■ **YOUR INSTRUCTIONS**
Print a faithful copy of the data below, word for word, with the pictures left out.

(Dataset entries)
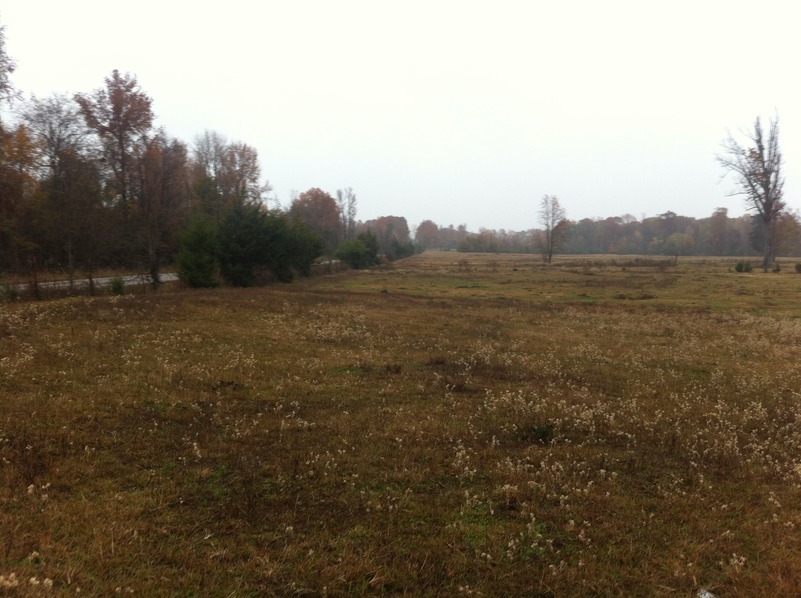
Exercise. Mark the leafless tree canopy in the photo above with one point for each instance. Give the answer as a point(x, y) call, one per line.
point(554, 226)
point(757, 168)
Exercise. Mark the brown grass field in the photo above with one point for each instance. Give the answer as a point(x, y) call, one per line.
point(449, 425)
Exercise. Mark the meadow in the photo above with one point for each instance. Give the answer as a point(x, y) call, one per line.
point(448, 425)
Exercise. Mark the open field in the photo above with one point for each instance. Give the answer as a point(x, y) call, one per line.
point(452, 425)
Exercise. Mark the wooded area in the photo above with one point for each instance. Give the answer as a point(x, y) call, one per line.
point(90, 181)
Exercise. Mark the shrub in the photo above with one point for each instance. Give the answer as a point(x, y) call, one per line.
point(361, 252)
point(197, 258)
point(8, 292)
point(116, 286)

■ **THE ANSWER**
Exercise. Mark the leafless tree canopy in the photo above with one point for each instance. Give the answer as a point(x, y) call, one per line.
point(554, 226)
point(757, 168)
Exercise. Mark the brown grass field in the photo above with one point for each instance. Give the answer as a point(x, y) call, one per line.
point(449, 425)
Exercise. Mark the meadow in the photo above with one point for each instance. Give the answer as a point(x, y) call, one per line.
point(448, 425)
Exercise. Mark the open field in the photo above with one point for each instance. Give the answer as a point(x, y) call, one per line.
point(452, 425)
Exercise. Mark the wooded area in the photo above with one point for each instance. Give the answer as a point(x, y) call, one per line.
point(90, 181)
Exercise. Mark the shrub in the photo above with one point for each instance. Give the answer as a point(x, y) call, one per line.
point(361, 252)
point(197, 258)
point(8, 292)
point(116, 286)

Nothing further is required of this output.